What the task asks: Output the records, every one, exactly as given.

Saved entries:
════════════════════

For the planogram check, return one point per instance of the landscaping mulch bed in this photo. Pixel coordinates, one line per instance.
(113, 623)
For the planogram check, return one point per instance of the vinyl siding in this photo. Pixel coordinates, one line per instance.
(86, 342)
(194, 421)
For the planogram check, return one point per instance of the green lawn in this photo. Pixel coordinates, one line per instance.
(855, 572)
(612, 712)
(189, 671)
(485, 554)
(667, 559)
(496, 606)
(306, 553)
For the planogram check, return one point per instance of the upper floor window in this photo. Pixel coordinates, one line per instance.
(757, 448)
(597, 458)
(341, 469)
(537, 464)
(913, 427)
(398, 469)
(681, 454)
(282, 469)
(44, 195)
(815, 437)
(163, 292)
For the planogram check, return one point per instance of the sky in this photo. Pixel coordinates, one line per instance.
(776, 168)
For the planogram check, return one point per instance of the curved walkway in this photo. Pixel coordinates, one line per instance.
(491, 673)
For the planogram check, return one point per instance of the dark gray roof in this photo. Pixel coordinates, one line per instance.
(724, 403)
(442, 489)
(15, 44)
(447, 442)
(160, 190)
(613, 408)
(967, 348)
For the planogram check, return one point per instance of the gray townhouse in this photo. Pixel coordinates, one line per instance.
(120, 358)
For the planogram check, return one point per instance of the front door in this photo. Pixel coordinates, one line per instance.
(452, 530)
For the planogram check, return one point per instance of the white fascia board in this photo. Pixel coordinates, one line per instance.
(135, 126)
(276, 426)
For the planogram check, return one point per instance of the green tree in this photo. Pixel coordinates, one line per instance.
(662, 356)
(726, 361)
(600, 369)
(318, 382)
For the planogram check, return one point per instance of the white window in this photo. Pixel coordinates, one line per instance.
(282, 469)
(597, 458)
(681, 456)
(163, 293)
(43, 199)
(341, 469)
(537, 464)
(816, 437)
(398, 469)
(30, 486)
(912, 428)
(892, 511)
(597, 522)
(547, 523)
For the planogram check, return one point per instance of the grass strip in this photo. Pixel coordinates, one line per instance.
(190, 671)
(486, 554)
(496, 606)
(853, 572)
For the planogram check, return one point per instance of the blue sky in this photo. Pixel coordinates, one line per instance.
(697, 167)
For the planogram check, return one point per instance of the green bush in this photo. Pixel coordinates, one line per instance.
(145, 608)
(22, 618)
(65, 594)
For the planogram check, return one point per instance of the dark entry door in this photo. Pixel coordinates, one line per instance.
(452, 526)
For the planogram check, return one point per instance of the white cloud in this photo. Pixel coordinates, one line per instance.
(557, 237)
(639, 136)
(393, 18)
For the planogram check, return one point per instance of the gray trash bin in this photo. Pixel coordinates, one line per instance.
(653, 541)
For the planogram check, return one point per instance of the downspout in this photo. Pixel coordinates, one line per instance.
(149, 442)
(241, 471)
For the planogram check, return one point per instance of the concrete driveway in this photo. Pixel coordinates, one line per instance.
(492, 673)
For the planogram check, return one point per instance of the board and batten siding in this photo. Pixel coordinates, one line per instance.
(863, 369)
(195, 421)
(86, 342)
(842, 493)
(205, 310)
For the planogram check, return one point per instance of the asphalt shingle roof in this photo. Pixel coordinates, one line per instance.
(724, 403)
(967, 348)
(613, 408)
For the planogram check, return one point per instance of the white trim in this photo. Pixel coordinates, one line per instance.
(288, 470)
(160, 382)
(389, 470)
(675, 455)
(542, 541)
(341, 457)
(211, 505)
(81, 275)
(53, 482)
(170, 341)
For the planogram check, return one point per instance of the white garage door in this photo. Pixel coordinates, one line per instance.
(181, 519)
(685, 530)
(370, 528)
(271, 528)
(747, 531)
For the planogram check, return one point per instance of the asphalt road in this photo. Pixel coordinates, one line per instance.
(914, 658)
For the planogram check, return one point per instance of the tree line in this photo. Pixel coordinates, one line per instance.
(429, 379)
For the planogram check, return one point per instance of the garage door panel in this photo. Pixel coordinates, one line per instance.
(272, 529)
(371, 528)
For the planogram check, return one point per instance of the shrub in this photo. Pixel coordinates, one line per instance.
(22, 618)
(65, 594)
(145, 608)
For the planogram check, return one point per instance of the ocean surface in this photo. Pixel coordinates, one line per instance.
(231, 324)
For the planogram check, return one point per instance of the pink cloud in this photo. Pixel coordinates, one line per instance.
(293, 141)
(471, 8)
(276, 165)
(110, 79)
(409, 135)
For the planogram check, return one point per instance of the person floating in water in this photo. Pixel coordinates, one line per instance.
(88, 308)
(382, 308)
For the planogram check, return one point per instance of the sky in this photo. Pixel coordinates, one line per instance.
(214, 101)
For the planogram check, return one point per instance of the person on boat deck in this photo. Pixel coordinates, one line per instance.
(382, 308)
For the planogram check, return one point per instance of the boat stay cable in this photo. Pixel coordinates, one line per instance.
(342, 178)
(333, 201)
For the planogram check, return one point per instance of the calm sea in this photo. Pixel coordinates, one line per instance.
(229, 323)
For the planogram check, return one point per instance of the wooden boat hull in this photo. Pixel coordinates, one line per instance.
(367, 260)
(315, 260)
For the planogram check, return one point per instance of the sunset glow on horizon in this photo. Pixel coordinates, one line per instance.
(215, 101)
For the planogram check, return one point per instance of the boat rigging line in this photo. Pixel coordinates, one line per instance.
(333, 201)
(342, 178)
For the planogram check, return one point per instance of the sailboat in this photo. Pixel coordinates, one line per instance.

════════════════════

Task result:
For the planogram check, return one point per instance of the landscaping mulch bed in this photo. Pixel coordinates, one line per instance.
(113, 623)
For the planogram check, return one point per instance of the vinyl siding in this photo. Pixel coordinates, one line per instance.
(86, 342)
(194, 421)
For the planogram check, return one point per instance of the green lawn in this photo. Pixel coordinates, one line per instance.
(855, 572)
(612, 712)
(189, 671)
(485, 554)
(667, 559)
(496, 606)
(306, 553)
For the planogram check, return one point per instance of the upper floor window in this photo. Pixel coordinates, one line per instance.
(757, 448)
(597, 458)
(341, 469)
(537, 464)
(913, 427)
(398, 469)
(681, 454)
(282, 469)
(44, 195)
(815, 437)
(163, 292)
For the planogram check, return one point per instance of the sky in this photo. Pixel coordinates, one line per instance.
(776, 168)
For the planogram check, return one point per instance of the curved walkway in this photo. Pixel coordinates, one line per instance.
(491, 673)
For the planogram check, return one point per instance of the dark gray roof in this photo. Pixel coordinates, one line per instance.
(724, 403)
(442, 489)
(15, 44)
(447, 442)
(160, 190)
(613, 408)
(967, 348)
For the planogram check, return one point per instance of the gray townhouse in this photo. Pixel coordinates, one line per instance.
(120, 358)
For the planogram check, return one point per instance of the front door in this photo. Pixel coordinates, one line per instance.
(452, 530)
For the planogram check, return one point per instance of the white fascia board in this photo. Pixel coordinates, one line per instance.
(135, 126)
(276, 426)
For the planogram check, return one point per instance of the green tree in this photo. Pixel coordinates, one line per instance.
(662, 356)
(726, 361)
(600, 369)
(318, 382)
For the planogram check, return one point per instance of the white window in this photo. Pixel coordinates, one line per instance.
(282, 469)
(597, 458)
(681, 456)
(163, 293)
(43, 199)
(341, 469)
(537, 464)
(816, 437)
(398, 469)
(30, 486)
(912, 428)
(892, 511)
(597, 522)
(547, 523)
For the planogram check, return one point per instance of the grass strip in this photo. Pixel coordinates, one line per instance.
(190, 671)
(486, 554)
(496, 606)
(853, 572)
For the planogram check, return one point per instance of the blue sky in this photo. Pixel coordinates, one line per instance.
(697, 167)
For the planogram check, return one point per instance of the green bush in this photo. Pixel coordinates, one line per instance.
(145, 608)
(22, 618)
(65, 594)
For the planogram check, return one point per instance of the dark entry door in this photo. Pixel coordinates, one line per instance.
(452, 526)
For the planogram check, return one point per instance of the white cloud in this photo. Pixel coordinates, one line per instance.
(557, 237)
(639, 136)
(393, 18)
For the planogram check, return one point per instance of the gray trash bin in this photo. Pixel coordinates, one line per instance.
(653, 541)
For the planogram check, return one point per instance of the downspout in this photo. Pixel coordinates, one line per instance.
(149, 442)
(241, 471)
For the planogram check, return one point per instance of the concrete driveway in this photo. Pixel coordinates, one line per instance.
(492, 673)
For the planogram check, return one point per instance of the board and batten siding in this photo. Pixel coordinates, one line per instance.
(863, 369)
(195, 421)
(86, 342)
(842, 493)
(205, 310)
For the planogram check, return one point per instance of the asphalt shingle roof in this photo. Pixel coordinates, one line per instance.
(724, 403)
(967, 348)
(613, 408)
For the planogram check, return one point per instance of the white trim in this photo. Pixel coordinates, one line per instance.
(288, 470)
(160, 382)
(389, 470)
(675, 455)
(542, 541)
(341, 457)
(211, 505)
(81, 275)
(53, 482)
(170, 341)
For the planogram check, return one point per instance of the white garage door in this photo. Pixel coordinates, one line per instance.
(181, 519)
(685, 530)
(370, 528)
(271, 528)
(747, 531)
For the planogram check, return one point per instance of the asphalt road in this photo. Pixel coordinates, one line per instance.
(914, 658)
For the planogram check, return one point per instance of the tree line in this photo. Pixel coordinates, one line per instance.
(429, 379)
For the planogram check, return one point per instance of the garage door panel in this photo. Pixel coordinates, one line per instance.
(272, 529)
(371, 528)
For the planogram check, return one point per instance of the shrub in this photo. Pixel coordinates, one line per instance.
(22, 618)
(65, 594)
(145, 608)
For the planogram check, return one point per instance of the ocean surface in this photo. Pixel coordinates, one line per instance.
(231, 324)
For the planogram check, return one point per instance of the pink cloud in this photo. Pixel coordinates, one line per instance.
(293, 141)
(471, 8)
(276, 165)
(110, 79)
(409, 135)
For the planogram check, return one point per instance of the person floating in water in this photo. Pixel coordinates, one line per instance.
(88, 308)
(382, 308)
For the planogram check, return one point per instance of the sky in this photo. Pixel coordinates, one line per instance.
(214, 101)
For the planogram check, return one point per instance of the person on boat deck in this photo. Pixel coordinates, one line per instance.
(382, 308)
For the planogram check, return one point per instance of the boat stay cable in this photo. Pixel coordinates, one line per instance.
(342, 178)
(333, 201)
For the planogram check, return one point per instance of the calm sea in this photo. Pixel coordinates, one line per instance.
(229, 323)
For the planogram check, return one point per instance of the wooden boat hull in this photo. Pixel coordinates, one line per instance.
(367, 260)
(315, 260)
For the planogram check, return one point per instance of the sunset glow on horizon in this photo. Pixel coordinates, one line per instance.
(215, 101)
For the planogram check, return one point per instance of the boat rigging line in this photo. Pixel coordinates, one line per instance.
(333, 201)
(342, 178)
For the planogram check, return one point per instance of the sailboat in this photo. Pixel coordinates, one line per instance.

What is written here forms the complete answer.